HOW TO COMPLETE THIS TASK: In the interview about the Mark Freeland rock opera, what role was the band Trelaine looking to fill when Bud Redding joined it?

READING PASSAGE:
----------

Original: The Mark Freeland Story
Cowboys of Scotland perform their new rock opera
The greatest operas of all time have thrived on aspects of triumph and tragedy. Mark Freeland’s life was ripe with both, so it makes sense that local indie rock band Cowboys of Scotland have transformed the story of Mark’s life into a multi-media rock opera, Original: the Mark Freeland Story. I talked to Cowboys of Scotland leader Bud Redding about how he conceived of the project and how he pulls it off.
AV: Tell me about the moment you realized you wanted to make this musical about Mark Freeland’s life?
Redding: After he passed away, I was just working on a song and it turned into a song about Mark, and once I realized I had one song about Mark then I wrote another song about Mark. After three or four of them I realized I had the makings of a rock opera and I just kept going with it.
AV: How did Mark Freeland inspire you?
Redding: He gave me my start in the Buffalo music scene in a band called Trelaine, they needed a keyboard player. I didn’t even have to audition because Mark said “here’s your guy.” I said, “I don’t even have to audition?” and the band said “nope, if Mark says you’re the guy, then you’re the guy.” He inspired everyone around him. He inspired me a lot musically with the whole extravaganza of putting on a show. He hardly ever played just a show; it was always a big event.
AV: What went into the creation of this project?
Redding: Once I finished a couple songs I brought it to the band’s attention. I said “Hey, I’m thinking about doing this rock opera,” and everybody kind of laughed about it, but once they heard the songs everyone was on board. It went from being my ideas for songs to being the band’s songs. Everyone added stuff and it took on a life of it’s own.
AV: Why is Mark a good main character for your story?
Redding: There were a lot of really good things that Mark did, and a lot of inspiration he gave to people, but there was also a tragic side to it. He had his battles with substance abuse and alcoholism. He had a tragic accident where he almost died, and shortly after that his brother died. But he got his act together and went cold sober on his own. He became a new person and became successful again, putting out records with Electroman, but once he finally reached his peak there was more tragedy: He got cancer. It’s just like a classic opera where you have triumphs and tragedies.

----------

SUPPLIED INFORMATION:
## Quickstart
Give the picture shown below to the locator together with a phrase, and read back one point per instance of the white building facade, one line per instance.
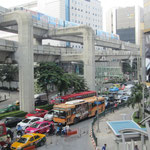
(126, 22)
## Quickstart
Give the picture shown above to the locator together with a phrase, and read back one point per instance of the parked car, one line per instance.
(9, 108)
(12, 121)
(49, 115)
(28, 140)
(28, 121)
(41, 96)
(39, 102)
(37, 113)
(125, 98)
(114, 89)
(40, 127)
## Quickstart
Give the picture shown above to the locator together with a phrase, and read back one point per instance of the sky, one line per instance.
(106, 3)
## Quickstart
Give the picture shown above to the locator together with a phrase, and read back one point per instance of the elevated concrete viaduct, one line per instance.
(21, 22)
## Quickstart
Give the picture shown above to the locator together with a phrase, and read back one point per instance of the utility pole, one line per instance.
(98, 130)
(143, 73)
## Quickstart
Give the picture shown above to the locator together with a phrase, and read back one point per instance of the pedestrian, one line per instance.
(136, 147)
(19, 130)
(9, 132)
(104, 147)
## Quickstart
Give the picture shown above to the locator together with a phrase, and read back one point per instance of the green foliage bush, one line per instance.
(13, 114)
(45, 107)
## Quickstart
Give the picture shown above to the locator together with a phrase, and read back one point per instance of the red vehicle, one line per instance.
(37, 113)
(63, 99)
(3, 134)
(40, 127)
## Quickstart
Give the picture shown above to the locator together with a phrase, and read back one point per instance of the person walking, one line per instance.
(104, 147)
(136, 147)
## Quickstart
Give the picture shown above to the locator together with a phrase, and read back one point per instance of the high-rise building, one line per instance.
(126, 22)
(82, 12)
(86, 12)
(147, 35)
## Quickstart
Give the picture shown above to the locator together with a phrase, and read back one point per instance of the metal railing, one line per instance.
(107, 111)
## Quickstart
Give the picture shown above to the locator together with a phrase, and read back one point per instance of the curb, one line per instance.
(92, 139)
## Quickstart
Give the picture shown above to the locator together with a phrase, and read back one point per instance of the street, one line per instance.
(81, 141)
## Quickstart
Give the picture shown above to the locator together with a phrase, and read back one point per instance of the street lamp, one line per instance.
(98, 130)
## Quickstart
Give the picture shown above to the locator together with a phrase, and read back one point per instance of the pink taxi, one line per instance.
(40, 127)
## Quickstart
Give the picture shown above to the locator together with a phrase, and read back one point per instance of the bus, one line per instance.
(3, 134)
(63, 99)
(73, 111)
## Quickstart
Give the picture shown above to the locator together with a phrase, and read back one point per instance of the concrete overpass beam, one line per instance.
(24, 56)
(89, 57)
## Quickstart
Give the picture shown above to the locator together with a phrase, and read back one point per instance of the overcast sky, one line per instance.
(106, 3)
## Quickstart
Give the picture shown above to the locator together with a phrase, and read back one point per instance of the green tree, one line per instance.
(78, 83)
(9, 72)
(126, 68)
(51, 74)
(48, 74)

----------

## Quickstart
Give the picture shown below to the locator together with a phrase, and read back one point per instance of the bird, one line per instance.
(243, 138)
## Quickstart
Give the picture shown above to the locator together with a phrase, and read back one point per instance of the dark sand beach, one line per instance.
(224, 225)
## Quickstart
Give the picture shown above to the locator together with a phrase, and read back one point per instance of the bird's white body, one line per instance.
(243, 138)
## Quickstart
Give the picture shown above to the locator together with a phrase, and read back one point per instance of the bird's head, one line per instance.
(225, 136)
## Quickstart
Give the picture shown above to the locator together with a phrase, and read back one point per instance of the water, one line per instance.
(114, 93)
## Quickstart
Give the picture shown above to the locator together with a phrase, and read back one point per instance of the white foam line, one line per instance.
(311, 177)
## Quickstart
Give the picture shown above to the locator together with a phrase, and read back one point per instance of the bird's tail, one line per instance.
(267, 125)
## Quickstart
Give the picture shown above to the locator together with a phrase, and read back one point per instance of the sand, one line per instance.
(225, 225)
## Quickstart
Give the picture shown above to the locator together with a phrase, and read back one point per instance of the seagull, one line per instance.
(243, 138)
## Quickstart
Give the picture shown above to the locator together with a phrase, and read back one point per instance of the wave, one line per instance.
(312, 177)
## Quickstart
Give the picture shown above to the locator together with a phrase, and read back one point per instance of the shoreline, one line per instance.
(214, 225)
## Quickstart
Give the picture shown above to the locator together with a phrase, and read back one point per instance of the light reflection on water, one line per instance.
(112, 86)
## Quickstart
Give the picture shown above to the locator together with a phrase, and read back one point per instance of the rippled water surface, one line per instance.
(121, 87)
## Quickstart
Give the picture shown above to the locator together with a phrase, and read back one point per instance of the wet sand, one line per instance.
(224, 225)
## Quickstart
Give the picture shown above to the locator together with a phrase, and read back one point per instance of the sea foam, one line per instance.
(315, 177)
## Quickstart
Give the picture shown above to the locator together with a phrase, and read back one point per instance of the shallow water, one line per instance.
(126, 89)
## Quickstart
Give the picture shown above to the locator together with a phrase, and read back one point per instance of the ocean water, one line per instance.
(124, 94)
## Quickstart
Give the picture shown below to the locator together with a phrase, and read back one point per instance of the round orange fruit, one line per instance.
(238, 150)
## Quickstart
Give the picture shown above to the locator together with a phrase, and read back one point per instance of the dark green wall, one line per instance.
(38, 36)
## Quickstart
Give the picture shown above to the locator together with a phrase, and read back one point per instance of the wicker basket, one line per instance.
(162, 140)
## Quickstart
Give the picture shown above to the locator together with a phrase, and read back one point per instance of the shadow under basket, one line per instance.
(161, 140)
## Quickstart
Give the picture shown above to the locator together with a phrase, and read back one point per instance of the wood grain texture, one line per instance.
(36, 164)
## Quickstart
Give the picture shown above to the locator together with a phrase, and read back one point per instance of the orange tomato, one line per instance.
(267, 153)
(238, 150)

----------

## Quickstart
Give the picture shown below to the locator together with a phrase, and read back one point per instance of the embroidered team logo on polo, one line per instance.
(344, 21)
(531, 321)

----------

FINISHED EXERCISE: Trelaine needed a keyboard player.